▶ **ENUNCIADO**
Según el fragmento seleccionado sobre Miguel Bru, ¿qué carrera estudiaba y en qué universidad? Responde, por favor, en una sola oración.

▶ **FRAGMENTO SELECCIONADO**
◇ ◇ ◇
Como dice el cantante y padrino de la Asociación Miguel Bru, León Gieco, “todo está guardado en la memoria espina de la vida y de la historia. La memoria pincha hasta sangrar a los pueblos que la amarran y no la dejan andar libre como el viento”. El 17 de Agosto de 1993, marca un antes y un después en la historia del gatillo fácil en la Argentina. Desaparece Miguel Bru, que tenía 23 años y estudiaba periodismo en la Universidad de La Plata Desde ese trágico día, sus familiares y amigos nos preguntamos “¿Dónde está Miguel?”, un interrogante que pronto se convirtió en la consigna desde la cual nos convocábamos y encarábamos la lucha. Con ella pintábamos banderas y titulábamos volantes y comunicados de prensa que entregábamos en lugares públicos, en plazas, en facultades y en los barrios.
A Miguel, sus familiares y todos sus amigos y compañeros de Universidad lo recordamos como una persona muy buena, generosa, que tenía un gran afecto por los animales; un tipo muy dulce y cariñoso que no soportaba los atropellos, hijo y hermano muy afectuoso, que amaba la libertad por sobre todas las cosas.
Cristian Alarcón, amigo de Miguel, quien con su investigación periodística en el diario Página 12, fue uno de los impulsores para que se supiera la verdad, escribió: “Miguel era parte de una gran banda que sabía pasarla bien, aunque golpeada, solía caminar en zigzag en grandes patios llenos de rock cuando éramos universitarios y estudiábamos periodismo en lo que llamábamos la Escuelita. Solíamos escaparnos irresponsablemente de las clases aburridas para seguir el ritmo de la ciudad donde en esa época los pibes no querían dormirse y todo devenía en festejo, ruidos de baterías punkies, cierta nube de precoz desesperanza mezclada con la candidez y la virginidad más desenfadada que haya conocido”.
◇ ◇ ◇
▶ **REGISTROS**
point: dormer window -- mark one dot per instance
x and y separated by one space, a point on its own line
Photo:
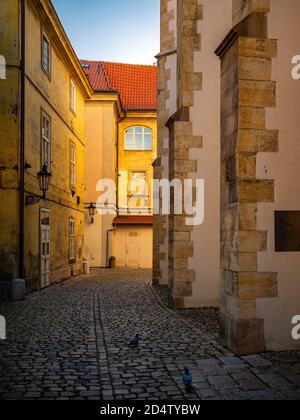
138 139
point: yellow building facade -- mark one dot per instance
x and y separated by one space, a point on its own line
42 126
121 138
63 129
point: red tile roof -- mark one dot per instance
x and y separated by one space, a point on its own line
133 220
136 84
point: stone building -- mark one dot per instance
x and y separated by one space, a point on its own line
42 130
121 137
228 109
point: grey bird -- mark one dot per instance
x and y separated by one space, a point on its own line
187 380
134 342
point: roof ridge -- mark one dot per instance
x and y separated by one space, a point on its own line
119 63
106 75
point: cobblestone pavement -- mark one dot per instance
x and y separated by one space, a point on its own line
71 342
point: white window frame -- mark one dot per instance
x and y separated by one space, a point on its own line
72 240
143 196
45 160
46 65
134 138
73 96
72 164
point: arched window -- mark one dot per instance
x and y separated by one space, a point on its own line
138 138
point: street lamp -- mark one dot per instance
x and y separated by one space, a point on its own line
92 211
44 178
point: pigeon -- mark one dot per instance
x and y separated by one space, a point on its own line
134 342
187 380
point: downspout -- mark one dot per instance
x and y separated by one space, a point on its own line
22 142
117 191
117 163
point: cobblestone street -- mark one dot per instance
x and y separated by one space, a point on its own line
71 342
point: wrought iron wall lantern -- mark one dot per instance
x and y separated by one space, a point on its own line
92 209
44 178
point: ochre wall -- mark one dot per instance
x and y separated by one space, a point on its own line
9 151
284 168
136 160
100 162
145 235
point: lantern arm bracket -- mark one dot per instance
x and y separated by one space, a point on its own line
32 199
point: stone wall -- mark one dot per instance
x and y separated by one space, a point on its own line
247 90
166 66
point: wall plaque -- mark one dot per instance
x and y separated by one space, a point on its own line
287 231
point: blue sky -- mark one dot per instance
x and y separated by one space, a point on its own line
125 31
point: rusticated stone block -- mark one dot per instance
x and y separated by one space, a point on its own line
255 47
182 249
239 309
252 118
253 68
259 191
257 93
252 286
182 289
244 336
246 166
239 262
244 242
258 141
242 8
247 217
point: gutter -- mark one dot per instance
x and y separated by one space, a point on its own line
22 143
◇ ◇ ◇
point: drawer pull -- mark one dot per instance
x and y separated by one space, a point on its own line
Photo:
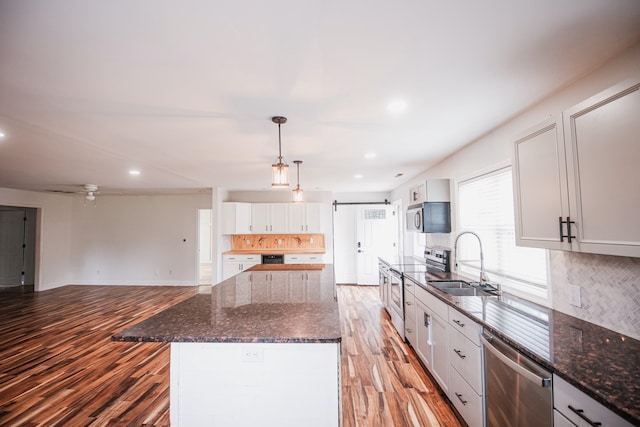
◇ ◇ ◇
▶ **RESULTADO DEL EJERCICIO**
Estudiaba periodismo en la Universidad de La Plata.